To-do item: Return the data from its first line through the line containing "358L357 367L333 401L343", copied character for character.

[Saved data entries]
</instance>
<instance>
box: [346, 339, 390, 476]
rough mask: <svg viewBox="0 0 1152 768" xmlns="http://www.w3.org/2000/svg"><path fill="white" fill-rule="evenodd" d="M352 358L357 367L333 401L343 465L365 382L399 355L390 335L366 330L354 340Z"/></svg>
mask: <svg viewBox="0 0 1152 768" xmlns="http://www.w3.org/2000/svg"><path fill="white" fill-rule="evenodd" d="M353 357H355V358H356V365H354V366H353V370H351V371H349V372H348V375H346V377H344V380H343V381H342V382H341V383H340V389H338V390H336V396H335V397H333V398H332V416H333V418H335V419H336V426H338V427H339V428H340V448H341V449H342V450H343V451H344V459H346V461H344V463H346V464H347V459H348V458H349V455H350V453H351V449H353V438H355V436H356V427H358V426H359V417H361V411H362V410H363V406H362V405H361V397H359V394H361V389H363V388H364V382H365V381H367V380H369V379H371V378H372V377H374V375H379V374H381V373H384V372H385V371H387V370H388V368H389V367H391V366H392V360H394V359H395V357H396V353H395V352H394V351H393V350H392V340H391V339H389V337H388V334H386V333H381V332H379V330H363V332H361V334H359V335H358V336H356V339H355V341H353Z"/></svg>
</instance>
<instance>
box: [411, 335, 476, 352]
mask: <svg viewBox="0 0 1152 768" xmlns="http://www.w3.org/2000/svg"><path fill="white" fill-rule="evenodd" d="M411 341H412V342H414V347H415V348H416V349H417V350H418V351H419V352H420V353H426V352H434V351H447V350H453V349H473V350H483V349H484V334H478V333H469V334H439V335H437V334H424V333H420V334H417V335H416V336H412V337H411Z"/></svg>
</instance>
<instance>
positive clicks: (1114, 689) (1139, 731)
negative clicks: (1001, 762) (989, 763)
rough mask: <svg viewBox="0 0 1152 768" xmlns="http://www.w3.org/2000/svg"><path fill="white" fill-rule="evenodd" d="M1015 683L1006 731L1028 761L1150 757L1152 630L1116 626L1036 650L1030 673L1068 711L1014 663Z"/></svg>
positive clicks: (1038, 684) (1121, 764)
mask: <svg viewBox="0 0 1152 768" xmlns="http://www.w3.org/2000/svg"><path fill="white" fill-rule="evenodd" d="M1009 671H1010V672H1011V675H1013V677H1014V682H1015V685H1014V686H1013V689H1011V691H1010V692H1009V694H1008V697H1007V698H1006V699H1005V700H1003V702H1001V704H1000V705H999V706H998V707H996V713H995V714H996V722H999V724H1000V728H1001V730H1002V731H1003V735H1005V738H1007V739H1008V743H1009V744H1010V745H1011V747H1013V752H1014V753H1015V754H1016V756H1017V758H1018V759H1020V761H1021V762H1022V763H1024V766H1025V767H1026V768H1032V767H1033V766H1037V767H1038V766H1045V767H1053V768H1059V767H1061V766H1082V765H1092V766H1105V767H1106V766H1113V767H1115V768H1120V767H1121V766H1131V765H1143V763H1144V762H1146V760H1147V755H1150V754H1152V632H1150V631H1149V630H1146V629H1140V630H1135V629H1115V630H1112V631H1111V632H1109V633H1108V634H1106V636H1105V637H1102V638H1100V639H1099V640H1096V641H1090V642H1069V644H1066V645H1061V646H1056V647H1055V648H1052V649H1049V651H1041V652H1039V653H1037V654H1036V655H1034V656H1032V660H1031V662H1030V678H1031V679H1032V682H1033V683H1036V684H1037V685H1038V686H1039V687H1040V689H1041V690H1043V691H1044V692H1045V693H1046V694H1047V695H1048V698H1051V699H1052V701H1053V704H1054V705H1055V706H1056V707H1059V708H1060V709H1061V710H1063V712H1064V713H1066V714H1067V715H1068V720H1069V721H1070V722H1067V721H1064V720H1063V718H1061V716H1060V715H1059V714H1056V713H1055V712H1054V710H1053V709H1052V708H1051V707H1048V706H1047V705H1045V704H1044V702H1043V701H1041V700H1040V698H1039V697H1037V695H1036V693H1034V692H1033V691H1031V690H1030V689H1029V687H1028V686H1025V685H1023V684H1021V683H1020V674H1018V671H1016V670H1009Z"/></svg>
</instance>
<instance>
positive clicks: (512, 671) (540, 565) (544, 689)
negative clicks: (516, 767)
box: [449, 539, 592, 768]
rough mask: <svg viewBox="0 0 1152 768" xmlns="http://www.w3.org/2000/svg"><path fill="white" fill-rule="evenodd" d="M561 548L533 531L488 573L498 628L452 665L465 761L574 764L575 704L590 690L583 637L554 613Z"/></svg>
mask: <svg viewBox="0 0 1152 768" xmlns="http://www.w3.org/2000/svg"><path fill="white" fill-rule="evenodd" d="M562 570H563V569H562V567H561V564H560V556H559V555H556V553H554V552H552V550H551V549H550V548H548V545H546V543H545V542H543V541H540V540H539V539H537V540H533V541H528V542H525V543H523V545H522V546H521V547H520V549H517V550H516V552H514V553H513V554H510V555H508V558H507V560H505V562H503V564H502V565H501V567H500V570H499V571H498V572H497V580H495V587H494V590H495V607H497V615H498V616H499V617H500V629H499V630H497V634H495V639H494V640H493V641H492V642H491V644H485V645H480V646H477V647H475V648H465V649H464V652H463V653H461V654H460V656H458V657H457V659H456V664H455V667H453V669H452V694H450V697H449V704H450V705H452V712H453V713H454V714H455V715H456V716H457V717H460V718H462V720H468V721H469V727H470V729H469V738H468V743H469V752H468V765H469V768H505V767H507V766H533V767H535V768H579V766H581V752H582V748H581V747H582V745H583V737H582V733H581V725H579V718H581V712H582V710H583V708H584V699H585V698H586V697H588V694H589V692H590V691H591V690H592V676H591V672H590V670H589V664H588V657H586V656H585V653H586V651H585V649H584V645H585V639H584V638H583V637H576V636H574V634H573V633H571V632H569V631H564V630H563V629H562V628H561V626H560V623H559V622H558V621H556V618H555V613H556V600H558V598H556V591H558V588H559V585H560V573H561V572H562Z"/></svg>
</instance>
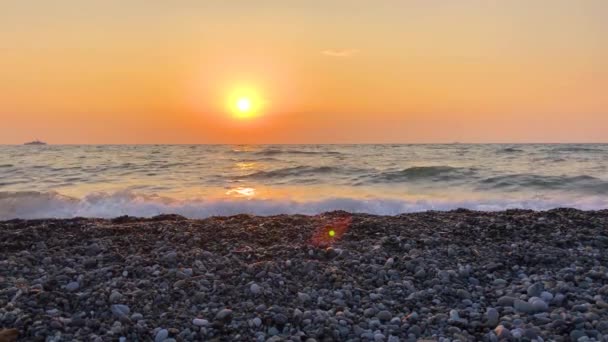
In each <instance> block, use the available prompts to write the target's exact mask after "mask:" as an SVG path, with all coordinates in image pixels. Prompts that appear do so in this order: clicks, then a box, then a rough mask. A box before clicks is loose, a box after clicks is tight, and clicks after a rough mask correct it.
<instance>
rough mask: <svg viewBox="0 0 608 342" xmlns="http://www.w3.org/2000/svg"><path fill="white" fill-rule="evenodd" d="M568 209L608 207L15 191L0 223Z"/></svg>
mask: <svg viewBox="0 0 608 342" xmlns="http://www.w3.org/2000/svg"><path fill="white" fill-rule="evenodd" d="M558 207H571V208H577V209H582V210H598V209H605V208H608V199H607V198H605V197H585V198H582V199H581V198H579V199H568V198H561V199H552V200H539V199H533V200H516V199H486V200H479V199H476V200H429V199H424V200H423V199H420V200H395V199H381V198H376V199H355V198H330V199H323V200H318V201H308V202H298V201H290V200H278V199H277V200H259V199H217V200H205V199H190V200H176V199H172V198H168V197H161V196H150V195H142V194H136V193H133V192H127V191H122V192H116V193H110V194H107V193H93V194H90V195H87V196H85V197H83V198H73V197H67V196H63V195H61V194H58V193H53V192H50V193H39V192H17V193H9V192H4V193H0V219H1V220H6V219H13V218H21V219H35V218H70V217H101V218H111V217H116V216H121V215H130V216H138V217H152V216H155V215H159V214H178V215H182V216H185V217H188V218H205V217H209V216H224V215H235V214H242V213H247V214H255V215H264V216H266V215H277V214H307V215H314V214H319V213H322V212H327V211H332V210H345V211H348V212H353V213H369V214H378V215H396V214H400V213H408V212H420V211H426V210H439V211H443V210H452V209H457V208H466V209H471V210H482V211H499V210H505V209H515V208H521V209H533V210H548V209H553V208H558Z"/></svg>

Completed exercise:
</instance>
<instance>
box: [346, 339, 390, 476]
rough mask: <svg viewBox="0 0 1152 768" xmlns="http://www.w3.org/2000/svg"><path fill="white" fill-rule="evenodd" d="M352 358L357 367L333 401L343 465L365 382L399 355L390 335L366 330L354 340Z"/></svg>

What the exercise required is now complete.